Texto citado

★ ★ ★

Agradeço que esclareçam se as frases que se seguem estão correctas: 1 - Quem vai ao cinema
é a Maria e o João. 2 - Quem vai ao cinema são a Maria e o João.
Sempre pensei que a frase correcta fosse a segunda, tendo em conta que o sujeito
está no plural e que o verbo deve concordar com o sujeito. No entanto, debati a
questão com uma amiga e não conseguimos chegar a um consenso.
Considera-se mais correcta a frase Quem
vai ao cinema são a Maria e o João.
A questão colocada diz respeito a uma frase que contém uma estrutura copulativa de identificação
(equivalente a isto é aquilo [=Quem
vai ao cinema são/é a Maria e o João]). Esta
estrutura constitui uma das construções de clivagem possíveis em português (sobre este assunto, poderá consultar a Gramática da Língua Portuguesa,
de MATEUS et al., 5.ª ed. Editorial Caminho, 2003, pp. 685 e seguintes), designada por construção pseudoclivada.

★ ★ ★

Tarefas
(a) Segundo o texto sobre concordância verbal, como se designa a construção de clivagem presente na frase em análise?
(b) Indique todas as informações bibliográficas que o texto sobre concordância verbal apresenta sobre a gramática recomendada para consulta.
(c) Dê seguimento ao texto sobre concordância verbal a partir da última frase apresentada.

Excerto dos dados
★ ★ ★

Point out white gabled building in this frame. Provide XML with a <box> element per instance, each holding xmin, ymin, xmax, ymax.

★ ★ ★

Lista de respostas
(a) Construção pseudoclivada.

(b)
Título: Gramática da Língua Portuguesa
Autoria: MATEUS et al.
Edição: 5.ª ed.
Editora: Editorial Caminho
Ano: 2003
Páginas: pp. 685 e seguintes

(c)
A frase em apreço (Quem
vai ao cinema são/é a Maria e o João) é equivalente, do ponto de vista
semântico e informativo, à frase A Maria e o João vão ao cinema, havendo
um constituinte que é posto em destaque através de uma oração subordinada
relativa substantiva sem antecedente (Quem vai ao cinema). O pronome
pessoal quem é um pronome de terceira pessoa do singular e obriga o verbo
a concordar com ele dentro da oração subordinada - no caso em análise trata-se
da forma do presente do indicativo (vai) do verbo ir (sobre
quem como sujeito da oração, poderá consultar também as respostas
sou eu quem e fui eu quem).
Toda a oração subordinada constitui por sua vez o predicativo do sujeito da oração
subordinante, com uma inversão da ordem canónica da frase:
[Quem vai ao cinema]Predicativo do sujeito [são/é]Verbo copulativo [a Maria e o João]Sujeito.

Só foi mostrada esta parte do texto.